**Records shown:**
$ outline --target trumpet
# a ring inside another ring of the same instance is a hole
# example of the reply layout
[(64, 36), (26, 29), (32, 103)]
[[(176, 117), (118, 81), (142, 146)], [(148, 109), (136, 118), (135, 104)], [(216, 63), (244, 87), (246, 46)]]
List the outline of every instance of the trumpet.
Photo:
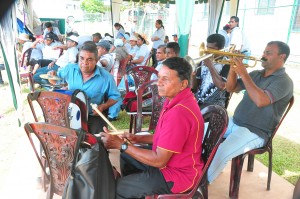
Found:
[[(219, 63), (219, 64), (233, 64), (234, 62), (231, 60), (232, 57), (241, 57), (246, 60), (252, 60), (254, 61), (253, 65), (244, 64), (246, 68), (255, 67), (258, 61), (261, 61), (260, 59), (257, 59), (256, 57), (252, 56), (246, 56), (243, 54), (238, 53), (232, 53), (234, 51), (235, 46), (231, 46), (229, 48), (229, 52), (225, 52), (228, 49), (222, 49), (222, 50), (213, 50), (213, 49), (206, 49), (205, 44), (202, 42), (199, 47), (199, 56), (196, 59), (192, 59), (190, 56), (185, 56), (185, 59), (187, 62), (189, 62), (192, 67), (194, 68), (194, 71), (199, 67), (199, 63), (205, 59), (212, 58), (212, 62)], [(215, 56), (218, 55), (218, 56)], [(222, 57), (227, 57), (228, 59), (223, 59)], [(220, 59), (222, 58), (222, 59)]]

**Your objective:**
Only the pictures are to be left out; repeat everything else in the records above exactly.

**Answer for the task:**
$ outline --target trumpet
# a ring inside another ring of the same instance is a hole
# example of the reply layout
[(64, 36), (26, 29), (32, 103)]
[[(176, 117), (118, 81), (142, 146)], [(148, 109), (136, 118), (135, 104)], [(216, 63), (244, 87), (246, 46)]]
List the outline of every instance of the trumpet.
Photo:
Found:
[[(219, 63), (219, 64), (233, 64), (234, 62), (231, 60), (232, 57), (241, 57), (246, 60), (252, 60), (254, 61), (253, 65), (244, 64), (246, 68), (255, 67), (258, 61), (261, 61), (260, 59), (257, 59), (256, 57), (252, 56), (246, 56), (243, 54), (238, 53), (232, 53), (234, 51), (235, 46), (231, 46), (229, 48), (229, 52), (225, 52), (228, 49), (222, 49), (222, 50), (213, 50), (213, 49), (206, 49), (205, 44), (202, 42), (199, 47), (199, 56), (196, 59), (192, 59), (190, 56), (185, 56), (185, 59), (187, 62), (189, 62), (192, 67), (194, 68), (194, 71), (199, 67), (199, 63), (205, 59), (212, 58), (212, 62)], [(215, 56), (218, 55), (218, 56)], [(222, 57), (227, 57), (228, 59), (223, 59)], [(220, 59), (222, 58), (222, 59)]]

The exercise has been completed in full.